[[ Entries provided open ]]
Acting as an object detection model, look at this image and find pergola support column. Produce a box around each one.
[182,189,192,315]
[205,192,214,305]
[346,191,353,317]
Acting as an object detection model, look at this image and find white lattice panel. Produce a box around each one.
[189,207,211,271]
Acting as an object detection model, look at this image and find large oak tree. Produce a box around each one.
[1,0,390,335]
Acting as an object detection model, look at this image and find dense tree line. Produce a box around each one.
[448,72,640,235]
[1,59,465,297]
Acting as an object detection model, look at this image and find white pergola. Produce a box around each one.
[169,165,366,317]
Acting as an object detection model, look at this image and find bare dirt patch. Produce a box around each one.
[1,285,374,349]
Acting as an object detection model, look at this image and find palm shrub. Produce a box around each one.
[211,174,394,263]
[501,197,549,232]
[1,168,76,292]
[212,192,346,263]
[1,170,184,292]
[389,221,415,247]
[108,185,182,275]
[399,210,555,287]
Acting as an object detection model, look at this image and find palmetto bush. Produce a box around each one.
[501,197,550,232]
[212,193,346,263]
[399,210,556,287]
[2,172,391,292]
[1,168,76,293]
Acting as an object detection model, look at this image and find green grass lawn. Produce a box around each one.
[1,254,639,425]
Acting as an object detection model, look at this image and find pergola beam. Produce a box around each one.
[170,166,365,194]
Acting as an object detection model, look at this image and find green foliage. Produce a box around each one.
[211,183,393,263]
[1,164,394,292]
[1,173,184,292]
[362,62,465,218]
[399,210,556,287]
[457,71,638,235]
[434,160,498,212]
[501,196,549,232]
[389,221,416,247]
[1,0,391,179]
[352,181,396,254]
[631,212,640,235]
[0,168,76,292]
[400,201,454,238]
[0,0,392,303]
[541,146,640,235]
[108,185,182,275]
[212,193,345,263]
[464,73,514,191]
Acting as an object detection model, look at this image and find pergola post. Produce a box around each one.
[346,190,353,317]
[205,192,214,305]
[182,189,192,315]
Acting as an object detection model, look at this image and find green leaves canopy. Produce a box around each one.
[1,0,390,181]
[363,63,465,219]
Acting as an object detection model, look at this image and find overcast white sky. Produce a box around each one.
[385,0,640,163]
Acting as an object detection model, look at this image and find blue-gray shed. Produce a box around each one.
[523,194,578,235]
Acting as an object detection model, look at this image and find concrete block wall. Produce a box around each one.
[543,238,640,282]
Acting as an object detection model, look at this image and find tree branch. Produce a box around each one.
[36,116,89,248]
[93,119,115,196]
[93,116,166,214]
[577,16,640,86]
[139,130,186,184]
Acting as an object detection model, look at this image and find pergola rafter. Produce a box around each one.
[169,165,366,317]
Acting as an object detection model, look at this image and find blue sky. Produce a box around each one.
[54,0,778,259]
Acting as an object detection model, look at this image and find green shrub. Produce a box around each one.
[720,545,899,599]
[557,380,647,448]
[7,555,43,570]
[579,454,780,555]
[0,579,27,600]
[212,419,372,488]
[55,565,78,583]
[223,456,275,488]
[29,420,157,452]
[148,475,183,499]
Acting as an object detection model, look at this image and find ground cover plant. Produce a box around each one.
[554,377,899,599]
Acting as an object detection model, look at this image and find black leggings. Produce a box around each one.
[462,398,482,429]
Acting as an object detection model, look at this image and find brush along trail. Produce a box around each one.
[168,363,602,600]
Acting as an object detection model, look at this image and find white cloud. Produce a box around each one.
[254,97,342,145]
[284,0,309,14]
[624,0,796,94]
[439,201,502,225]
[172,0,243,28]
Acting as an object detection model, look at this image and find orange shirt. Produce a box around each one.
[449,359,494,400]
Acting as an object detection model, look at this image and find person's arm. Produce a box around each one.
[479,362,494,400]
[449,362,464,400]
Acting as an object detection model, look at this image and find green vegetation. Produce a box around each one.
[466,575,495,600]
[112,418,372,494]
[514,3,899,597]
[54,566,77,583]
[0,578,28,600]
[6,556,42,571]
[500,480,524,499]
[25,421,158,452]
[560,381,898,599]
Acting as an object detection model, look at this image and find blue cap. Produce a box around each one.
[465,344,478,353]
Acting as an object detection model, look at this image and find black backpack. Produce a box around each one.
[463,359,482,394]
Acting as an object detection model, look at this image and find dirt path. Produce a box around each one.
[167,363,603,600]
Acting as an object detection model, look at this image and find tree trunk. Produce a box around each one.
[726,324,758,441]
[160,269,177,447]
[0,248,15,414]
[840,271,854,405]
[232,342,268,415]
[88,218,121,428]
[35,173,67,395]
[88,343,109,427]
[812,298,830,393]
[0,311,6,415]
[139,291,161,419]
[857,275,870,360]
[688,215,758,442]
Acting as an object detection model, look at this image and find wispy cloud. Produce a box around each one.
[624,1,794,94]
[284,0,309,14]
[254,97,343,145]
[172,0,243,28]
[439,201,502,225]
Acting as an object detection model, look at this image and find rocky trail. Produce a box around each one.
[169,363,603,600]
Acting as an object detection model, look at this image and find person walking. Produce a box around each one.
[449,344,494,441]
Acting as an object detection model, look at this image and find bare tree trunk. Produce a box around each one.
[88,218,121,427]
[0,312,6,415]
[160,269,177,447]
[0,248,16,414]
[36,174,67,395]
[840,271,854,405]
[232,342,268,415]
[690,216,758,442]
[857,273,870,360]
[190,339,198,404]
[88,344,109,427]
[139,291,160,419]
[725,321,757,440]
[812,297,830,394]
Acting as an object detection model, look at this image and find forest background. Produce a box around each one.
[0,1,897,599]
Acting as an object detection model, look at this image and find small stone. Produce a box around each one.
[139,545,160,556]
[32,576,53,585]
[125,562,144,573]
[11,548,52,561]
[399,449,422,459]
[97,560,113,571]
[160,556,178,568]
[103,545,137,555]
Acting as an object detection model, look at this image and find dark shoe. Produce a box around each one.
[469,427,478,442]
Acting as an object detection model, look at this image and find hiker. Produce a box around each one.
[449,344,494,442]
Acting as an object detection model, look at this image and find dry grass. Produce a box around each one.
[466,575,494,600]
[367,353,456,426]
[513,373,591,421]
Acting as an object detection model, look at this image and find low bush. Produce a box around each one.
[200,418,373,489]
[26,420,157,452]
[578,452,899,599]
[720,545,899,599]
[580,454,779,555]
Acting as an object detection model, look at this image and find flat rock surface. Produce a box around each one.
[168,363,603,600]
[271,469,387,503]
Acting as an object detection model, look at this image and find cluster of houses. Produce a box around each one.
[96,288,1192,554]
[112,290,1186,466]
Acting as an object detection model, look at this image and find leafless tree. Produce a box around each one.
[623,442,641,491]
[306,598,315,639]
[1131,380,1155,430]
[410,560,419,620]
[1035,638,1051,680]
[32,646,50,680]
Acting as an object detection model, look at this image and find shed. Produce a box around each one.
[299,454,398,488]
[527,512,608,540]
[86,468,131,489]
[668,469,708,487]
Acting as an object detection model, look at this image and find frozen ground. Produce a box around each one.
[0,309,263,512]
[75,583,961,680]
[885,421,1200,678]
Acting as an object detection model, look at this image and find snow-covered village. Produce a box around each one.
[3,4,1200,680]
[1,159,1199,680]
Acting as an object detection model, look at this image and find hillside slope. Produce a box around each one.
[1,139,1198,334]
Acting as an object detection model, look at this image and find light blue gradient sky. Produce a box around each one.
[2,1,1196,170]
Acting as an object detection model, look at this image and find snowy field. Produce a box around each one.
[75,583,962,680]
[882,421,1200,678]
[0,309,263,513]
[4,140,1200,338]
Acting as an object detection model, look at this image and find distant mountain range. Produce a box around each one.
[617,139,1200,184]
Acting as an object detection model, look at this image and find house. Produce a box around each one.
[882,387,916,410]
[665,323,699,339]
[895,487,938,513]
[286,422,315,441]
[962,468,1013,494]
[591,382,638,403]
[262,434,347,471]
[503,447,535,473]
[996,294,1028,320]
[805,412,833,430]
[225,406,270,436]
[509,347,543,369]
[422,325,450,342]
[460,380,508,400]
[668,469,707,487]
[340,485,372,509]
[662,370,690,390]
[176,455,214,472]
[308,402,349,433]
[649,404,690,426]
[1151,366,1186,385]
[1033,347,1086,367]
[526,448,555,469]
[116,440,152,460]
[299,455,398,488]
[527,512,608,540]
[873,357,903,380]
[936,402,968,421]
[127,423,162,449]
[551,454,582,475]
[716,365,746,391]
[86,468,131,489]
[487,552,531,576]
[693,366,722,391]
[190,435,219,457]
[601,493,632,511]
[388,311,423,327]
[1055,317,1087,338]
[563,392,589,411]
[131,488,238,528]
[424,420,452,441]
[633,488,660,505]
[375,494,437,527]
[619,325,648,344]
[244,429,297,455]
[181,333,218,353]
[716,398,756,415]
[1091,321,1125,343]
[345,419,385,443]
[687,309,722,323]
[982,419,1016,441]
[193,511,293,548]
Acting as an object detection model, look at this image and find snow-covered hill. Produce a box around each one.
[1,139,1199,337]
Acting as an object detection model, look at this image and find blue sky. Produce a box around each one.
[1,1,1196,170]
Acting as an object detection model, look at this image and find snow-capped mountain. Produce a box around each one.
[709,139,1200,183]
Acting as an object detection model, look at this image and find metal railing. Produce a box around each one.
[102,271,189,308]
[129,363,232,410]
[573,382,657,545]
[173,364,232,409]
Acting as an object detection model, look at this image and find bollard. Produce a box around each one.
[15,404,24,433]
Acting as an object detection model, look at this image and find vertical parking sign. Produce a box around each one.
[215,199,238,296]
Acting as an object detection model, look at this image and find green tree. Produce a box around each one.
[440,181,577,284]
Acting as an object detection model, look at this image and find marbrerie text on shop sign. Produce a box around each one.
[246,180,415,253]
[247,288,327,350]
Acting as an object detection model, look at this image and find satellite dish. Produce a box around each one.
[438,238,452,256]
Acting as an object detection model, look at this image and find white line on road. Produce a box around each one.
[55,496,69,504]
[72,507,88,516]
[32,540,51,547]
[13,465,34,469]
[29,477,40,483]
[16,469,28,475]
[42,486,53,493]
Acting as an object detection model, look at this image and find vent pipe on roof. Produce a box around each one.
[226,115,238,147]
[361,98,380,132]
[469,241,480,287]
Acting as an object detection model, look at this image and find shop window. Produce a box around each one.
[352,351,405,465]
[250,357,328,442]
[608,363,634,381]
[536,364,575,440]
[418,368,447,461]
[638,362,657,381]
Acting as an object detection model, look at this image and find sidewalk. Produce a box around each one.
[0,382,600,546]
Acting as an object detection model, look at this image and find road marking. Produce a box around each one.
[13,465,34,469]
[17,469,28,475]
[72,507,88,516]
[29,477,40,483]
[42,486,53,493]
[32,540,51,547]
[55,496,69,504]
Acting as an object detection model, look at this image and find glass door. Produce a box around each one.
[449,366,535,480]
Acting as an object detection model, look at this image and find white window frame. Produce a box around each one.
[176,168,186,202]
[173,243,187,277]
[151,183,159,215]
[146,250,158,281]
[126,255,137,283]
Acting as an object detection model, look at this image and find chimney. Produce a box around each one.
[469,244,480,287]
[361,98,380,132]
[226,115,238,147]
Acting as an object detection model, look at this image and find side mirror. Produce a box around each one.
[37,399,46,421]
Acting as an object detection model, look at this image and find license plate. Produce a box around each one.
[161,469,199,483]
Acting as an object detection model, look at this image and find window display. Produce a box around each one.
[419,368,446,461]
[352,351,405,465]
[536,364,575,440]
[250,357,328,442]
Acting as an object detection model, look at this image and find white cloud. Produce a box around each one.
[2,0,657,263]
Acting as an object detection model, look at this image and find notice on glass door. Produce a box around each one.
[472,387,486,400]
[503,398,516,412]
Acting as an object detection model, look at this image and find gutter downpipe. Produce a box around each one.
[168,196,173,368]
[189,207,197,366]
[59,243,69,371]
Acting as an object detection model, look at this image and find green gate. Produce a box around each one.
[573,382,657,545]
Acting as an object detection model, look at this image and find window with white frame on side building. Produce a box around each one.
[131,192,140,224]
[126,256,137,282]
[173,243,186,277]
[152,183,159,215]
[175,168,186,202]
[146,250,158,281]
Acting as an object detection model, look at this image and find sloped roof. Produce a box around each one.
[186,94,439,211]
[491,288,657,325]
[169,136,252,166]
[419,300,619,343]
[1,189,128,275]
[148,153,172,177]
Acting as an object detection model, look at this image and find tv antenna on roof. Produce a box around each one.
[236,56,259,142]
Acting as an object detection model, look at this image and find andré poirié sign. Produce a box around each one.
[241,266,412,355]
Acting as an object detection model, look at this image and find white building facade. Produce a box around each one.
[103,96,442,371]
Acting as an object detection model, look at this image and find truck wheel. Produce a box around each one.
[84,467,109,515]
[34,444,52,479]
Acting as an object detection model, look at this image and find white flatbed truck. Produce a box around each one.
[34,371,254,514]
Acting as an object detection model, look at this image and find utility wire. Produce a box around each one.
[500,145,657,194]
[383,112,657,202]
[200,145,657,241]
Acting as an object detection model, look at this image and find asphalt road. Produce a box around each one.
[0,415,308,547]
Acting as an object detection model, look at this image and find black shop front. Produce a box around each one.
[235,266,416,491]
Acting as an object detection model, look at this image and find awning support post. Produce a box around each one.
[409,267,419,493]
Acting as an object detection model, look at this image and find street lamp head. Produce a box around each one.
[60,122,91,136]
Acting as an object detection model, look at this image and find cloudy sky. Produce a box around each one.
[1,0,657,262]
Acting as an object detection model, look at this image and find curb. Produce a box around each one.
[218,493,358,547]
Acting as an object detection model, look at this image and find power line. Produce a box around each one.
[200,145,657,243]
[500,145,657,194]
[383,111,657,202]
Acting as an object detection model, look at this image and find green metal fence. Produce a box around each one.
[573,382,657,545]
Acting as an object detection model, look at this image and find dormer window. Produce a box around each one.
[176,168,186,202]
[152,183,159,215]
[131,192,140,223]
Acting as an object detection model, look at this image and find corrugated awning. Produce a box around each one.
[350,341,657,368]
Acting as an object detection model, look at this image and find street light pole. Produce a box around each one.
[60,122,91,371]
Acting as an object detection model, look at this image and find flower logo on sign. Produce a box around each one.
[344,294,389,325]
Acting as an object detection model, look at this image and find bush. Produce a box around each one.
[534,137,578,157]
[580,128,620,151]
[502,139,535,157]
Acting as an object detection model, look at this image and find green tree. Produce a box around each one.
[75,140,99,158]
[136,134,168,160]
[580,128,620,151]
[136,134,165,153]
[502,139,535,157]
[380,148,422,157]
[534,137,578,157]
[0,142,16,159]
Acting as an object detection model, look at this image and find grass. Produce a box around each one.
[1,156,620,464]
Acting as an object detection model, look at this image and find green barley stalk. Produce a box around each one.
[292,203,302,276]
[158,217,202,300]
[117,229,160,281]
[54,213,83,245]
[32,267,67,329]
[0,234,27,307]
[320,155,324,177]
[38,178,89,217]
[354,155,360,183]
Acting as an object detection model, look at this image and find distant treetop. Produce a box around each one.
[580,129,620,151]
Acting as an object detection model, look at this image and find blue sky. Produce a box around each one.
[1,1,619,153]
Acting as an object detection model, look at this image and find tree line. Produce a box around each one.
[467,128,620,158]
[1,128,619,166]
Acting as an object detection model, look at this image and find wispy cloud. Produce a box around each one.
[[ Entries provided closed ]]
=== What to do ===
Exactly as they stand in the records above, print the lines from the one containing "dormer window. Produce a box around each one." through the final line, inclusive.

=== Response for this exercise ===
Acting as an object detection model, look at this image and find dormer window. Produce a box around each one.
[176,168,186,202]
[152,183,159,215]
[131,192,140,223]
Acting as an object detection model, look at this image and find corrugated awning. Produce a box around each one.
[350,341,657,368]
Acting as an object detection model, look at this image and find street light pole. Produce a box around each one.
[60,122,91,371]
Acting as an object detection model, look at this image and find flower logo on sign. Produce a box around each one.
[344,294,389,325]
Acting as an object detection model, look at this image and find bush. Produce a box around each one.
[534,137,578,157]
[580,128,620,151]
[502,139,535,157]
Acting as an object detection model, look at this image and find green tree. Produce a box around each one.
[75,140,99,158]
[136,134,168,160]
[580,128,620,151]
[136,134,165,153]
[502,139,535,157]
[380,148,422,157]
[534,137,578,157]
[0,142,16,159]
Acting as an object detection model, look at this image and find grass. Produce a box around each one.
[1,156,620,464]
Acting as an object detection model, look at this image and find green barley stalk. Produce a box around each one.
[292,203,302,276]
[158,217,202,300]
[117,229,160,281]
[54,213,83,245]
[32,267,67,329]
[0,234,27,307]
[320,155,324,177]
[38,178,89,217]
[354,155,360,183]
Acting as an object detection model, look at this image and find distant treetop. Produce a box around each one.
[580,129,620,151]
Acting as an object detection model, look at this image and find blue sky. Produce a box around each one.
[1,1,619,153]
Acting as an object detection model, look at this image and find tree line. Produce a box around each one.
[467,128,620,158]
[1,128,619,166]
Acting as an object detection model, look at this image and find wispy cloud. Produce a box around each one.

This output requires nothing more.